Quote word for word everything in the records from the line containing "Scouting task: drop one point on every instance of the tall" down through the end of the records.
▬▬▬▬▬▬▬▬▬▬
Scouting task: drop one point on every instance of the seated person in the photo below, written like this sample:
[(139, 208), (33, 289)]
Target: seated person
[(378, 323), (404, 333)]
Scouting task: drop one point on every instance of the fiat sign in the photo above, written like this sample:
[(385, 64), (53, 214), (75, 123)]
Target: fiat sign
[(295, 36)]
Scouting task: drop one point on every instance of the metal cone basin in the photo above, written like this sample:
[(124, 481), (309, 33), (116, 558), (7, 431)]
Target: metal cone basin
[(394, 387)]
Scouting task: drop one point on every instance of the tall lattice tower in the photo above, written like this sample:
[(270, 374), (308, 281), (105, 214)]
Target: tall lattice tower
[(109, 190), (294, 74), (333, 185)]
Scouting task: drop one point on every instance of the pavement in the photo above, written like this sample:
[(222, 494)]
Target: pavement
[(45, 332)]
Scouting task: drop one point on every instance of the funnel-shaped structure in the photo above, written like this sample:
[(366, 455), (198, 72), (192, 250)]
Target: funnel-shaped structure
▬▬▬▬▬▬▬▬▬▬
**Finished exercise**
Scouting task: drop one point on every instance of the tall lattice tower in the photo above, written like this sample:
[(270, 374), (308, 281), (105, 214)]
Target: tall lattice tower
[(109, 190), (294, 74), (333, 185)]
Scouting task: drop one point on every instance of the pavement in the photo above, written like this sample:
[(222, 494)]
Target: pavement
[(45, 332)]
Scouting task: drop one point on every instance of the funnel-shaped structure in the photo above, written like this sample:
[(366, 455), (198, 72), (192, 250)]
Target: funnel-shaped structure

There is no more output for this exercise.